(Supplied material Opens)

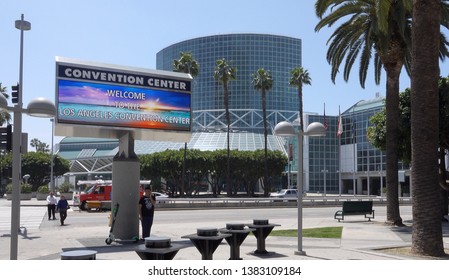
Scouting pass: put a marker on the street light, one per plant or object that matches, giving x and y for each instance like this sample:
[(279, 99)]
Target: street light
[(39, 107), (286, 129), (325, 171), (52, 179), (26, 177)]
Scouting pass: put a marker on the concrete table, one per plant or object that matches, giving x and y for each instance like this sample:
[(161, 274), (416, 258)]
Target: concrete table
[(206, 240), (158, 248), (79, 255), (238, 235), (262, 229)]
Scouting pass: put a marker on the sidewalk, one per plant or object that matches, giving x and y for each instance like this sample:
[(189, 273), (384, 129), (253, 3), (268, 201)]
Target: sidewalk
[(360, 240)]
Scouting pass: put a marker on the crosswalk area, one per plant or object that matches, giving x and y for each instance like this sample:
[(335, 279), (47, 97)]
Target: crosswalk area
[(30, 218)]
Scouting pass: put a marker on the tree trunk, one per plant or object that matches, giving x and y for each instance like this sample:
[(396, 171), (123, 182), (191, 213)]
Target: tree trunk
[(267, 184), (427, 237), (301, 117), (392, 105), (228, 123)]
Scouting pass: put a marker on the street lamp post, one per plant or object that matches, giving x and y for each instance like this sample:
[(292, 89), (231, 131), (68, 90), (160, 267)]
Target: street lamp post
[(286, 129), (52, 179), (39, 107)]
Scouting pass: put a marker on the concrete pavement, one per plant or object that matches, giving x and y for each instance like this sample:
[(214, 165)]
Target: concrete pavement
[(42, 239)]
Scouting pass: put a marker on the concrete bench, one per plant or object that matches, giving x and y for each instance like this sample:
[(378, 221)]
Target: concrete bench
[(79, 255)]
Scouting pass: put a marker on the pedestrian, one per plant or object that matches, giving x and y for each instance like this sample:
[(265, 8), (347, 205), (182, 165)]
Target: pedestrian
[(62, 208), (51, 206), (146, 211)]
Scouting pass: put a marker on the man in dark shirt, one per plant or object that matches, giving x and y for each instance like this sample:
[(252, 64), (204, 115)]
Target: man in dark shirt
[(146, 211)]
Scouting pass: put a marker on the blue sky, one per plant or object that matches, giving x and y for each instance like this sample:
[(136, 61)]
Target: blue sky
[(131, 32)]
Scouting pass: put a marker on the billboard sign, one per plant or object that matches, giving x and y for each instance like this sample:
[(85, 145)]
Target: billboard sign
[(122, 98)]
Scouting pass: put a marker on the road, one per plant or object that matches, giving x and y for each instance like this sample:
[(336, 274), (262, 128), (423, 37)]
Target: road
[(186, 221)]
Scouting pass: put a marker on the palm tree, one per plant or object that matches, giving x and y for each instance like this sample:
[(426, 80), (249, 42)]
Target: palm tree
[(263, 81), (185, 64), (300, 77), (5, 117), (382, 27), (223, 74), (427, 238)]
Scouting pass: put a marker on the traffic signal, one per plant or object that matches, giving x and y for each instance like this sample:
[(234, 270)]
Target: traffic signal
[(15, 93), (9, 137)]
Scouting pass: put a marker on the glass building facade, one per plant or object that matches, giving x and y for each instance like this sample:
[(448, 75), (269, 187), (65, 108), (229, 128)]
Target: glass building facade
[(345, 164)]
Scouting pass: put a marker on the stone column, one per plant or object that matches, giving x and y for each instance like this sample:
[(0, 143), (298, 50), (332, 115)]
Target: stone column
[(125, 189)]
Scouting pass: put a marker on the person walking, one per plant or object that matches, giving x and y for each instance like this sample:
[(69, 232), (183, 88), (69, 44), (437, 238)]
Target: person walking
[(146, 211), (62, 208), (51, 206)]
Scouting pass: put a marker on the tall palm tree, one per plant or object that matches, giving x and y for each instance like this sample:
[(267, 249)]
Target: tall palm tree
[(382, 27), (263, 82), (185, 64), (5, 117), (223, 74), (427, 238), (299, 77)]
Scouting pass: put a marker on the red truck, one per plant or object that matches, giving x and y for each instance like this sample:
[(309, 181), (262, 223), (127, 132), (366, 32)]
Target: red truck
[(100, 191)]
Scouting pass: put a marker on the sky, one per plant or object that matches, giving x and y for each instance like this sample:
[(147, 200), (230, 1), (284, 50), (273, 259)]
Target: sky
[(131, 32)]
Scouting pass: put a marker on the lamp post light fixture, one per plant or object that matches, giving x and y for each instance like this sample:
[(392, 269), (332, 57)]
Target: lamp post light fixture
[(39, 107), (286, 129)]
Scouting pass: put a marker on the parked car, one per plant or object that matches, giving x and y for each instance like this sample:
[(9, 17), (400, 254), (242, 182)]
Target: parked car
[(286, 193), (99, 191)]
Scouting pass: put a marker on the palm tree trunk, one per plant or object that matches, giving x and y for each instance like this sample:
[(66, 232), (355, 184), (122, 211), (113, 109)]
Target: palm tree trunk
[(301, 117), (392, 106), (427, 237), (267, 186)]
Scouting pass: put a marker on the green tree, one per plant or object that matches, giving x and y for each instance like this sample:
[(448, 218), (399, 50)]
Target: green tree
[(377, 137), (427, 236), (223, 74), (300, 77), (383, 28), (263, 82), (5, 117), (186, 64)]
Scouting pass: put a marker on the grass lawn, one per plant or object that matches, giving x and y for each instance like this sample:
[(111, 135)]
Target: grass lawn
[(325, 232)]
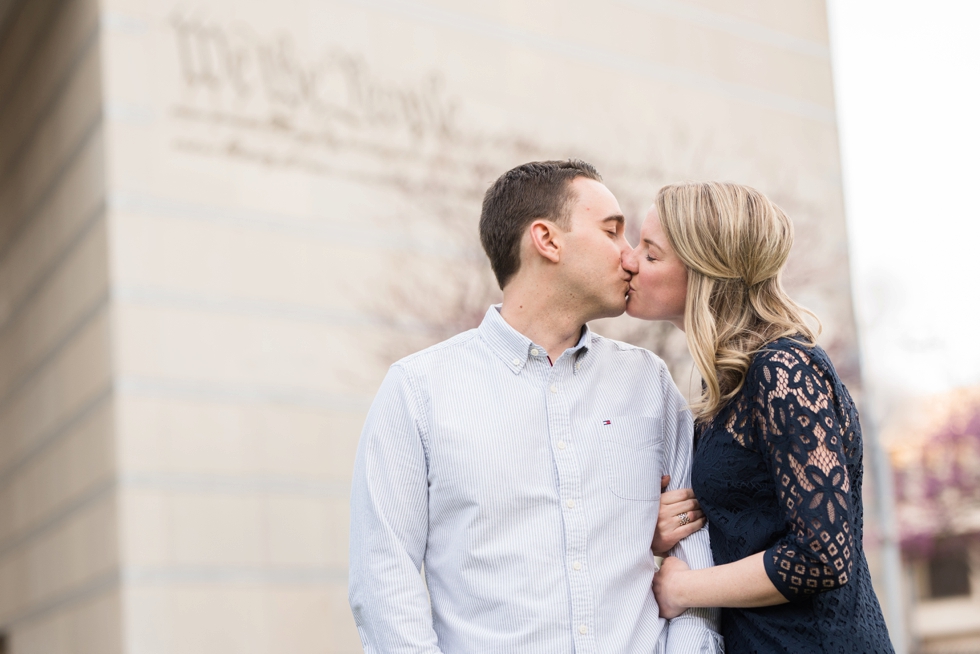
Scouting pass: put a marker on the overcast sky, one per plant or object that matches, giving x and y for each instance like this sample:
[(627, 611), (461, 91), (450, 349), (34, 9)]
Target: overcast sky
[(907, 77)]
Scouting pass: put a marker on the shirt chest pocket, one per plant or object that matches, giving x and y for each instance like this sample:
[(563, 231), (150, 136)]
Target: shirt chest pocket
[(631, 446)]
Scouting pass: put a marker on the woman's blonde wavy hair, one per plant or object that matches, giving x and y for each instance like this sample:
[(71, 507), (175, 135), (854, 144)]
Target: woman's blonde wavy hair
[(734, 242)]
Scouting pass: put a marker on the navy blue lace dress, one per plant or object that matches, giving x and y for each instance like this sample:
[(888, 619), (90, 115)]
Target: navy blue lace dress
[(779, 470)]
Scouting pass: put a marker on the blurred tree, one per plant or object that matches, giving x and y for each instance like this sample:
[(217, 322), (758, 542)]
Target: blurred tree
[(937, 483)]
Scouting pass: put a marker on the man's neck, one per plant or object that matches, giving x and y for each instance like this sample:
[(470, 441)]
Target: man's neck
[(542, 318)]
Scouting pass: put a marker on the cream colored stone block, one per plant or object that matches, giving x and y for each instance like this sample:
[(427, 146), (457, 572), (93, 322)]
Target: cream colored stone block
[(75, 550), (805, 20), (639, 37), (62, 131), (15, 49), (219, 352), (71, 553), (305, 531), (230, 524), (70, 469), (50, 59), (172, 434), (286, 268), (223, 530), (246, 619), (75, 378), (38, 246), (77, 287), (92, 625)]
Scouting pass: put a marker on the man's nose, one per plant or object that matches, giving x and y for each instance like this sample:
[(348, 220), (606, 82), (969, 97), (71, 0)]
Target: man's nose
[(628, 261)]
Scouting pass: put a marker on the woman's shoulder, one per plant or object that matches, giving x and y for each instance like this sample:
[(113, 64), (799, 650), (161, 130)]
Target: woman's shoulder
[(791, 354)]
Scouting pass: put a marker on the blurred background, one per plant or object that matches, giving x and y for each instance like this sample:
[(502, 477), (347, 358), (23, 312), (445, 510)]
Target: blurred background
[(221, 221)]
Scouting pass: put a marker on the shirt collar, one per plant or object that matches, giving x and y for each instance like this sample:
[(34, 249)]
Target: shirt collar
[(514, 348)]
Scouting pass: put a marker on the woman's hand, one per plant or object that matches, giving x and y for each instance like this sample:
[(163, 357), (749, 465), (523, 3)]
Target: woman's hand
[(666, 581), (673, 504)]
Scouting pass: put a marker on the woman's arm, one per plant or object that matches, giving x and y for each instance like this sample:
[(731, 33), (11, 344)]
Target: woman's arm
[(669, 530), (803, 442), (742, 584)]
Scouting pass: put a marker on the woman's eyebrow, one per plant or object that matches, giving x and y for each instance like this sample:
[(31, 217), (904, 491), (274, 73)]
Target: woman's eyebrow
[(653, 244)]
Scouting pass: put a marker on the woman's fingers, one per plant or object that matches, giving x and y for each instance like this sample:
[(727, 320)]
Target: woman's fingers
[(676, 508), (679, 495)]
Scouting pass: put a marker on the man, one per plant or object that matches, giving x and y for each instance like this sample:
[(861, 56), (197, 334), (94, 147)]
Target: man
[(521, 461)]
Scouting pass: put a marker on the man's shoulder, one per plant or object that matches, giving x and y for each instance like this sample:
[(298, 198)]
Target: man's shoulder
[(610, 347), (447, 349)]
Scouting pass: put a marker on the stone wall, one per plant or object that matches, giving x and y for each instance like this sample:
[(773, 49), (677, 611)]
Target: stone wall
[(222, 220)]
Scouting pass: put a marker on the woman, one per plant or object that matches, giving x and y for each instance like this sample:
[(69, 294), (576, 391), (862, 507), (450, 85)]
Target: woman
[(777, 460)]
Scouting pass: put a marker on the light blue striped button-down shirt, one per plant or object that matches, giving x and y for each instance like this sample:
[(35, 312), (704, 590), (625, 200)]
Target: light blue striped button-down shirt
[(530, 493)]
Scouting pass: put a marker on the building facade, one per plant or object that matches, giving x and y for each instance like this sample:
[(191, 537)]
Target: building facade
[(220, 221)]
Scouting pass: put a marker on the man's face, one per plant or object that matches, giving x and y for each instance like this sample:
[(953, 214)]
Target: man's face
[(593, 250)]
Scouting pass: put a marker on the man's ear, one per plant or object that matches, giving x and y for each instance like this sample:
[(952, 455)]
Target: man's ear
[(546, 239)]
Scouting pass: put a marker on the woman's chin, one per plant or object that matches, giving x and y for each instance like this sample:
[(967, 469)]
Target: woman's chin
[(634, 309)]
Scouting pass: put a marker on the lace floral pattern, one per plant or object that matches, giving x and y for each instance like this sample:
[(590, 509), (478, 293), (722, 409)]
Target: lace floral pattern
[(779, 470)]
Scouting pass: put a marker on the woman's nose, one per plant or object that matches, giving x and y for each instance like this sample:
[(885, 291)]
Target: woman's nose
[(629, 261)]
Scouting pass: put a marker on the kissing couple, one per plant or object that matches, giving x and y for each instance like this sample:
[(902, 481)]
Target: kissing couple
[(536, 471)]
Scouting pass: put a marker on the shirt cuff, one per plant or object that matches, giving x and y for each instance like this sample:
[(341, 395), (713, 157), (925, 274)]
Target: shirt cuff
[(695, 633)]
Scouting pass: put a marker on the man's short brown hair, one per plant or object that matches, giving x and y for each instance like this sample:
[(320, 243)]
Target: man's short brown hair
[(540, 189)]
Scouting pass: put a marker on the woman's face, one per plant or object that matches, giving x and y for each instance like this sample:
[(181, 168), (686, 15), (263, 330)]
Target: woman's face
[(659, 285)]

(Supplied material Closes)

**Problem to work on**
All that belongs in your answer is the stretch of entries above from the line with "Target: pedestrian" through the line with "[(448, 75), (269, 187), (65, 108), (229, 128)]", printed exactly.

**Completed exercise**
Target: pedestrian
[(62, 208), (51, 206), (146, 211)]
Scouting pass: put a marker on the man in dark shirt, one per plant or object that matches, giving x and y for each instance like this sample:
[(252, 64), (204, 115)]
Target: man in dark shirt
[(146, 211)]
Scouting pass: put a marker on the blue sky, one per plant or object that matches, giving x and y for each instance like this sample:
[(136, 61)]
Target: blue sky
[(131, 32)]
Scouting pass: put a marker on the billboard sign, one per plant or object that matches, giving x and y for each instance like this sample:
[(85, 145)]
Target: billboard sign
[(122, 98)]
Scouting pass: put a marker on the road, one per plant or object that matches, giving x and y for each instance like this sample:
[(336, 274), (262, 128), (423, 37)]
Target: road
[(186, 221)]
Scouting pass: put a marker on the palm tree, one per plant or object that matches, giving x and y for each instance like this sample:
[(426, 80), (249, 42)]
Target: palm tree
[(263, 81), (185, 64), (300, 77), (5, 117), (382, 27), (223, 74), (427, 238)]
Scouting pass: put a marker on the traffic signal, one per plant or object that matches, giving x and y for each instance like this sample:
[(234, 270)]
Target: traffic signal
[(15, 93), (9, 137)]
Scouting pass: put a marker on the glass building facade, one per plant or object that matches, giving x and y for each instance like this sample:
[(448, 75), (269, 187), (65, 108), (229, 128)]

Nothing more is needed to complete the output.